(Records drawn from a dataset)
###
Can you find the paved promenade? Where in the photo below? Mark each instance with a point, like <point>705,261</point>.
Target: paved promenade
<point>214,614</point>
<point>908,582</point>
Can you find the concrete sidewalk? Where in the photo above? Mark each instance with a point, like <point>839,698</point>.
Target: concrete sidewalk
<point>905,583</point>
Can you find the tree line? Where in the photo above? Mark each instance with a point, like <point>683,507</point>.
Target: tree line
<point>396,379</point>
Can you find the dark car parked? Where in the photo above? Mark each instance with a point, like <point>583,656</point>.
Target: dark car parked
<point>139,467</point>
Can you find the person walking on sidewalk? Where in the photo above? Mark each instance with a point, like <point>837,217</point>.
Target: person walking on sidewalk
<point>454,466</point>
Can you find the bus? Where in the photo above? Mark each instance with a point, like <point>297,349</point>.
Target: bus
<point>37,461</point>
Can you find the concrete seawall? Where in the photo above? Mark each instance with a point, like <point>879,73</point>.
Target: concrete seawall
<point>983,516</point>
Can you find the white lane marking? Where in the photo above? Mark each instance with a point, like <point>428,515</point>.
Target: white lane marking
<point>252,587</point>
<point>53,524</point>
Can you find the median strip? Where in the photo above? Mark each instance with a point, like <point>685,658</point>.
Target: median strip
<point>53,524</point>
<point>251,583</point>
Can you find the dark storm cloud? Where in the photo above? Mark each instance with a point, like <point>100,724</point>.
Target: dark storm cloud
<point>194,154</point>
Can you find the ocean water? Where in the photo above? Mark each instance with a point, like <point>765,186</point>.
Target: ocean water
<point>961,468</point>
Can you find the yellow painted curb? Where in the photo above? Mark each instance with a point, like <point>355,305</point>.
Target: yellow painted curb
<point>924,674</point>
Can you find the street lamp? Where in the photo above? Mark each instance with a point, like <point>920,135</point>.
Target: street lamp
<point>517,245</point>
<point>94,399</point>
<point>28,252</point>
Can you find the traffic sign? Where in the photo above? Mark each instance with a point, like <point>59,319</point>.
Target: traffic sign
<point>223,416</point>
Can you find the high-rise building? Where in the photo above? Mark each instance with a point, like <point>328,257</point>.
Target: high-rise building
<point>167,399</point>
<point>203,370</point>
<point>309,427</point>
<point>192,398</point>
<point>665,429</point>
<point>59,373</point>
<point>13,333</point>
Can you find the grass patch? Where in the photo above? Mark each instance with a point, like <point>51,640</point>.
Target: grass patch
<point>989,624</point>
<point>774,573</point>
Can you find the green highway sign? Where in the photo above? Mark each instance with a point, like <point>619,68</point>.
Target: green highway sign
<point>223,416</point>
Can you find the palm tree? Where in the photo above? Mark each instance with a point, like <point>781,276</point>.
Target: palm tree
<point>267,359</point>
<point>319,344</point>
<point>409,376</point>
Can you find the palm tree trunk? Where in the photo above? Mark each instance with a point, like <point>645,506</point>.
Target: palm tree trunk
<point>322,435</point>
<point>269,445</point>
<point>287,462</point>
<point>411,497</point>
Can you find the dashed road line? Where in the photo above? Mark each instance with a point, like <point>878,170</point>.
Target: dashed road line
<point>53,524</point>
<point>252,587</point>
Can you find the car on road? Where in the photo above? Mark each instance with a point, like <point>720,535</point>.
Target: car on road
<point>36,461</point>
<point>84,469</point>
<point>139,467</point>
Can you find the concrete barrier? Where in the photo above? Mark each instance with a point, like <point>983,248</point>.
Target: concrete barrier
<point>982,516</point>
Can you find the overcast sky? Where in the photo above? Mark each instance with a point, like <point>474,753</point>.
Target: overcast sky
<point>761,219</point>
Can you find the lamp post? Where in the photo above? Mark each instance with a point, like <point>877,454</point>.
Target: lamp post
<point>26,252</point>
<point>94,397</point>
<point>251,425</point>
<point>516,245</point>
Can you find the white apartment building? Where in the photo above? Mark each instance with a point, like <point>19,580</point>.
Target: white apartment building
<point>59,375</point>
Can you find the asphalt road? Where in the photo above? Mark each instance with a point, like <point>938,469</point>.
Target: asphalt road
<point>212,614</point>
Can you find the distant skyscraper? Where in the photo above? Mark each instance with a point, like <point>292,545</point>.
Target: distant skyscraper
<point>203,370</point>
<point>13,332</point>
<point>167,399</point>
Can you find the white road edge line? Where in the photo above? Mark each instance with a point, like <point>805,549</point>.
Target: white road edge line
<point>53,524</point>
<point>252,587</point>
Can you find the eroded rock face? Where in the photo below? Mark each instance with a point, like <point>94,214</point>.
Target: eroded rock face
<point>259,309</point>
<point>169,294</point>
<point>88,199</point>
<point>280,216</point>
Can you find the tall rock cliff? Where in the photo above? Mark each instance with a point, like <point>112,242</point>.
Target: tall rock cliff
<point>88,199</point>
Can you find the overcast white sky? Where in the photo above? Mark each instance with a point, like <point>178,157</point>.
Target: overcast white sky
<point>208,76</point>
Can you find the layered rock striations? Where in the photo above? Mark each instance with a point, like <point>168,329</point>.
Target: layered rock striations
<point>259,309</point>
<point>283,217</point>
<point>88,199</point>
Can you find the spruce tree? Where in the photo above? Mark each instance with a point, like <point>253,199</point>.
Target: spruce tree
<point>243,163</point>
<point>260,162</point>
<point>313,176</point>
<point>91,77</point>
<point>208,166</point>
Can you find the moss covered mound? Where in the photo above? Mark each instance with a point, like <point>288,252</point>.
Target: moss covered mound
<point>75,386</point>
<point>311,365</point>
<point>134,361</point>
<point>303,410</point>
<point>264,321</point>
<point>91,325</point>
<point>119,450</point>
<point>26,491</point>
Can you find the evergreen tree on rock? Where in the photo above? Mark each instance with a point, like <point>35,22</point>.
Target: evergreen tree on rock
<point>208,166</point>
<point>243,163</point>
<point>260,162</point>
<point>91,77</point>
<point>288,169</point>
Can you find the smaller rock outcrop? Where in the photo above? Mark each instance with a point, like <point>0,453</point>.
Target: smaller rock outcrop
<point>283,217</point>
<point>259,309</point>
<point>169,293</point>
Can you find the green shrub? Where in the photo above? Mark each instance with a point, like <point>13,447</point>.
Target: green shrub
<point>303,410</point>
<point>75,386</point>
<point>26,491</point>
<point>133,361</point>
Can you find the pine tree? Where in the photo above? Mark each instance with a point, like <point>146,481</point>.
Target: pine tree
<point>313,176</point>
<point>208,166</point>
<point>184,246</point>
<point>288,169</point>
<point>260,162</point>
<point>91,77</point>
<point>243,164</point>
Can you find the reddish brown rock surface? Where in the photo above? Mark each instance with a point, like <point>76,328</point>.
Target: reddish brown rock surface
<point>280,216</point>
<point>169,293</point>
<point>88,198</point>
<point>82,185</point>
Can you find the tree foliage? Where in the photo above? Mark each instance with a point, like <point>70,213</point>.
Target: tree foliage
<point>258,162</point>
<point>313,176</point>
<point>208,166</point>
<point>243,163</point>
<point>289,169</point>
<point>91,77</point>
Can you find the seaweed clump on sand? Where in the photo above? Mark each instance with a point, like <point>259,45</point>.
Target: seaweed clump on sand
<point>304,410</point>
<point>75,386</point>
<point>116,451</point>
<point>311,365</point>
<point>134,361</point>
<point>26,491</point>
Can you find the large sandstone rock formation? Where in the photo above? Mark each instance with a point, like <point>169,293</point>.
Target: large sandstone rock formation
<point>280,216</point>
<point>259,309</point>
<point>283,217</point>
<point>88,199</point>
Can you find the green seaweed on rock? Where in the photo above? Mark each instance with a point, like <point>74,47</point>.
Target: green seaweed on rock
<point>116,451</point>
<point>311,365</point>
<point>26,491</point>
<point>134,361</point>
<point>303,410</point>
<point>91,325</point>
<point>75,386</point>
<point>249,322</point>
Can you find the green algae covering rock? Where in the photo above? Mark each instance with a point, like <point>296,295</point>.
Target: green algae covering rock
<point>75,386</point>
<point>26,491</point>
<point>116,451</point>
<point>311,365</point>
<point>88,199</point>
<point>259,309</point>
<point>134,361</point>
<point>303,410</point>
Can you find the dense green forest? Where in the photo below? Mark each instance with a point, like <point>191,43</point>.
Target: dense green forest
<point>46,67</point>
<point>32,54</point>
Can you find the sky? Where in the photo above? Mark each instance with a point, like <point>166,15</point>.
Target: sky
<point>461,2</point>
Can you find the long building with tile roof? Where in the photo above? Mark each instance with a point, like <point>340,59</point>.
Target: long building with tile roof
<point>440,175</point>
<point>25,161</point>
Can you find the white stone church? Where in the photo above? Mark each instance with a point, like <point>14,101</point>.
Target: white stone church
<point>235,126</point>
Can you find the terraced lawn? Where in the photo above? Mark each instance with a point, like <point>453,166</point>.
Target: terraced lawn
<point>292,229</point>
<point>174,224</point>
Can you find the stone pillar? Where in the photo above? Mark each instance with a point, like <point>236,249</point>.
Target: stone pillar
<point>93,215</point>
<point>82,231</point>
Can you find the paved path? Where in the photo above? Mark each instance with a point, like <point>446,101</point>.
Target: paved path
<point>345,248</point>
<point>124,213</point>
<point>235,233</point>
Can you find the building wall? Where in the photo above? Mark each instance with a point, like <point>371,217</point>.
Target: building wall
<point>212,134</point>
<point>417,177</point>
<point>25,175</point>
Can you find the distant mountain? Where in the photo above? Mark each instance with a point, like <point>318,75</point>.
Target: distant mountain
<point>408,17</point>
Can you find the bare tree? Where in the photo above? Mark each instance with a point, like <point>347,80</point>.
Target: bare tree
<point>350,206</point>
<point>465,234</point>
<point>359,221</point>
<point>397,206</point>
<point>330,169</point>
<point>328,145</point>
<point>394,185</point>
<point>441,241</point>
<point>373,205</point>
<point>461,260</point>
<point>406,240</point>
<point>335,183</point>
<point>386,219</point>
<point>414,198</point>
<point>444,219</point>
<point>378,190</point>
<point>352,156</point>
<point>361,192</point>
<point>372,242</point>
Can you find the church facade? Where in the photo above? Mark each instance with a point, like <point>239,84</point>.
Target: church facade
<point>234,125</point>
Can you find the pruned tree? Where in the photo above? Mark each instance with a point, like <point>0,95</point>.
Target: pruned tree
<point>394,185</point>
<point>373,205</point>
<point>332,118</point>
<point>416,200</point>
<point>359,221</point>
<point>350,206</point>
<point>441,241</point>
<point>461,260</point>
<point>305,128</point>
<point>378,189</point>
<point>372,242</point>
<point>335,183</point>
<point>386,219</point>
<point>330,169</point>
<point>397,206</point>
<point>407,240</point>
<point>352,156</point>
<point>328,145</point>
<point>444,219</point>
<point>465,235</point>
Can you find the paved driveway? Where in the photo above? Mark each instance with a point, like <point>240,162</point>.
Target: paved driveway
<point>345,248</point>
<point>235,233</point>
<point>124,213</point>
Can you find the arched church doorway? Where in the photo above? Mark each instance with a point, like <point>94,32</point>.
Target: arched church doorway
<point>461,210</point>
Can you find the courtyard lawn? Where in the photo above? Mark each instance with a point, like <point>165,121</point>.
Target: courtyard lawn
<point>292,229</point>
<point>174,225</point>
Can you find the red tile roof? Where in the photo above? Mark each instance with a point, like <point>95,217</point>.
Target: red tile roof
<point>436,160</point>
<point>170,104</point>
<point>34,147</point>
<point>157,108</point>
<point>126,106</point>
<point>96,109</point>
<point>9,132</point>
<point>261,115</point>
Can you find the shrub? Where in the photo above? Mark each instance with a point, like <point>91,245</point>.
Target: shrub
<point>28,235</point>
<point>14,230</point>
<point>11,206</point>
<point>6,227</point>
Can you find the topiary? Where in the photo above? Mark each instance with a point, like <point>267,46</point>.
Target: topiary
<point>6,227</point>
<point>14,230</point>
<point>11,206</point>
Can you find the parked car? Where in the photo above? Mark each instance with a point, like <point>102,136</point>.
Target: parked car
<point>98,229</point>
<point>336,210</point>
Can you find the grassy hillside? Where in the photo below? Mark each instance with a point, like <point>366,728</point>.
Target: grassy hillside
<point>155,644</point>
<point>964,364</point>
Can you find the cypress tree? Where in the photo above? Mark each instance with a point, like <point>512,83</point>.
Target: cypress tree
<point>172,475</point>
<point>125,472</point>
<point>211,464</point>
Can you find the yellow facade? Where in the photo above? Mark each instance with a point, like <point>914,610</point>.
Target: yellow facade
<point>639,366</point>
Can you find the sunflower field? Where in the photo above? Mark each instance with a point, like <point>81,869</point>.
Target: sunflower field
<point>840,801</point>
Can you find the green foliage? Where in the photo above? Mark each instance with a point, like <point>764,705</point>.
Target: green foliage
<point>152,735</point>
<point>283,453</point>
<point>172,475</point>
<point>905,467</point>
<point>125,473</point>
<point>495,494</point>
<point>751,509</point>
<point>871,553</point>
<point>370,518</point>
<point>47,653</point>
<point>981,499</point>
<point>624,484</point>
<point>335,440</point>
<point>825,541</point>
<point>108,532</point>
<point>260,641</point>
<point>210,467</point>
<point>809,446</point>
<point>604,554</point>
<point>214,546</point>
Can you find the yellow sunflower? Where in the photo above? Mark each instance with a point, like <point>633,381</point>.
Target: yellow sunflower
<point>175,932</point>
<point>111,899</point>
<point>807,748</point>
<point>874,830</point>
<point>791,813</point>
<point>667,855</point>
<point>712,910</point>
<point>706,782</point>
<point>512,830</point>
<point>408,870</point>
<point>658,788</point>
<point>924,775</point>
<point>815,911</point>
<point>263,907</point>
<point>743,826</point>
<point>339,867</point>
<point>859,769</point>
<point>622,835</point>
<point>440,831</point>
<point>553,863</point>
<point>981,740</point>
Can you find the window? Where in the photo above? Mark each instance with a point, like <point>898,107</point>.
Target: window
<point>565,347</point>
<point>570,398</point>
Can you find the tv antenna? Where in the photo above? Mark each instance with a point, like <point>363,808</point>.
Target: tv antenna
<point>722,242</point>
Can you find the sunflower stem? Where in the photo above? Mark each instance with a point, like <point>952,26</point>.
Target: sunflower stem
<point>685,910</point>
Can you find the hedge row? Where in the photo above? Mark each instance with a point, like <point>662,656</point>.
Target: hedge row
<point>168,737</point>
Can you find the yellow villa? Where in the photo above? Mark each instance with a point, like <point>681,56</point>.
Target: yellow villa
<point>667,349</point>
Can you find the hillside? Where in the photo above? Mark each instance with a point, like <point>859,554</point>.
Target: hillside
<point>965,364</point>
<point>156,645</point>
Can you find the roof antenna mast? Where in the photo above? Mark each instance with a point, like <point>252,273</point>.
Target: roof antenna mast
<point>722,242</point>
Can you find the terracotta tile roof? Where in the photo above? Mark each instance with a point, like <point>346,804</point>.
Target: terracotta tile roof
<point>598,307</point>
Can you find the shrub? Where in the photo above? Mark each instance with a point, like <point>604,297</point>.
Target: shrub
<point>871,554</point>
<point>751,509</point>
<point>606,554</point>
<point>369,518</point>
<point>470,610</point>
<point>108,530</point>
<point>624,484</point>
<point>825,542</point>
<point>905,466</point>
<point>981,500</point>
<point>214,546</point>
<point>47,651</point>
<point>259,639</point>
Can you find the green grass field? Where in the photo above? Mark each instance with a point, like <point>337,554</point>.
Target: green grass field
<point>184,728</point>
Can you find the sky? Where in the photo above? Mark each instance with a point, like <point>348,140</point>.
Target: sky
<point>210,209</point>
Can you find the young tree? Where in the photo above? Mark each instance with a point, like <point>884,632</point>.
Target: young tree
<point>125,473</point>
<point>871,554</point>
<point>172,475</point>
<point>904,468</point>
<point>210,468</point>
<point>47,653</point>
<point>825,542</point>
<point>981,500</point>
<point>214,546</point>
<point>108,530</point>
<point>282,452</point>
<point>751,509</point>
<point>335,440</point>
###
Using the entries above, give back exactly the line containing "Can you find the cypress", the line containing "Can you find the yellow facade?", and every line between them, and nothing else.

Can you find the cypress tree? Where in the photo above? Mark each instance with a point, like <point>512,83</point>.
Target: cypress tree
<point>172,475</point>
<point>125,472</point>
<point>211,464</point>
Can you find the yellow facade? Where in the photo above? Mark each instance with a point, like <point>914,610</point>.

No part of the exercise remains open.